• Task to complete:
List every calendar year mentioned in the passage on leadership below, in the order the years appear.
---------- Text section ----------
Closer to home, we have the example of Rwanda, in 1994 the Rwandese went to war against each other and in the subsequent genocide hundreds of thousands were brutally murdered. A tiny country in the middle of Africa with a dense population density and desperately poor, a man named Paul Kagame became President in 2000 and has turned Rwanda into a showcase. He has dealt with the aftermath of the genocide, opened up the economy, restored the rule of law and has been democratically elected. Leadership.

In southern Africa we have the marvellous example of Nelson Mandela. 28 years in a prison cell, hounded by the security agents of South Africa, separated from his family and finally released to take control of his country. He inherited a time bomb of racial hatred and tension. An impoverished majority who expected retribution if not revenge. A fearful minority who were poised to flee. Almost single handed he guided South Africa through the mine field of democracy. The image of him on the field at Loftus Rugby ground in Pretoria holding up the World Cup in a rugby jersey given to him by the Afrikaner captain will forever be in the minds of the world. It was because of his leadership that South Africa survived the transition.

We can all think of other examples of exceptional leadership in the world as well as leadership that has created mayhem and disaster, but leadership at lower levels is just as important. In society almost every institution of note requires exceptional leadership. Schools, hospitals, companies. There is no doubt in my mind that the most important job of a school board is to find and select a person of exceptional ability at the Principal. The same applies to a hospital – I was hospitalised in South Africa in 2008 and underwent surgery for a blocked artery in my brain. Recovering I was astonished when the CEO of the hospital, a lady with an MBA and a Chartered Accountant called on me to see how I was doing. Everything about that hospital was exceptional and after speaking to her for 15 minutes, I knew why.

In business, leadership is a life or death factor. My son joined a blue chip company after school as a trainee. He went on to become an accountant and a specialist in electronic data management. The company was one of our top corporates with an excellent record and national wide influence. After Independence in 1980, a young University graduate was appointed CEO with political backing. He was a disaster and in six months the shareholders had to step in and remove him and bring back some of the old leadership. The company has never recovered.

One of the most satisfying periods of my personal life has been my time as the CEO of two major companies in Zimbabwe. The most satisfying part of that job was leading a team of executives, inspiring them to work as a team, to enjoy what they were doing and to make sure I was always aware of what their problems were, personal or otherwise. In doing so we had an impact on our families, our country and our thousands of employees. The greatest tribute I have ever been paid was a statement by one of my team, that the five years he worked with me were the best years of his life.

Finally, the leadership role of a man in his family. If you fail here, you fail fundamentally. The Bible makes it quite clear that the husband is the head of the family. No other role is as important. Its not just as the bread winner, although that is important, it is as a leader. You must earn the trust and support of your wife and, when they come along, your children. I was at breakfast this morning with a group of friends when the wife of one of the men came to our table with her two youngest children – the older ran to her father who picked her up and cuddled her, while to youngest, in her mother’s arms watched her father with complete adoration in her eyes. No one else mattered.

When a girl goes through puberty her first love affair is with her dad. For a short period, he is the centre of her life and for both of them it is a very special time. Another friend took his daughter to England when she turned 12, just the two of them. She is now over 40 and has a grown family herself, but still talks about that very special time when her father gave himself to her for two weeks. In today’s world we are very often too busy at the prime of our lives to pay attention to those who should be more important to us than any others. We are the poorer for that.
---------- Supplied material ----------
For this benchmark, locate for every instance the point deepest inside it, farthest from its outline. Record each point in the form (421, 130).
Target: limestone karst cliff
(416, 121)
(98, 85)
----------
• Written answer:
1994, 2000, 2008, 1980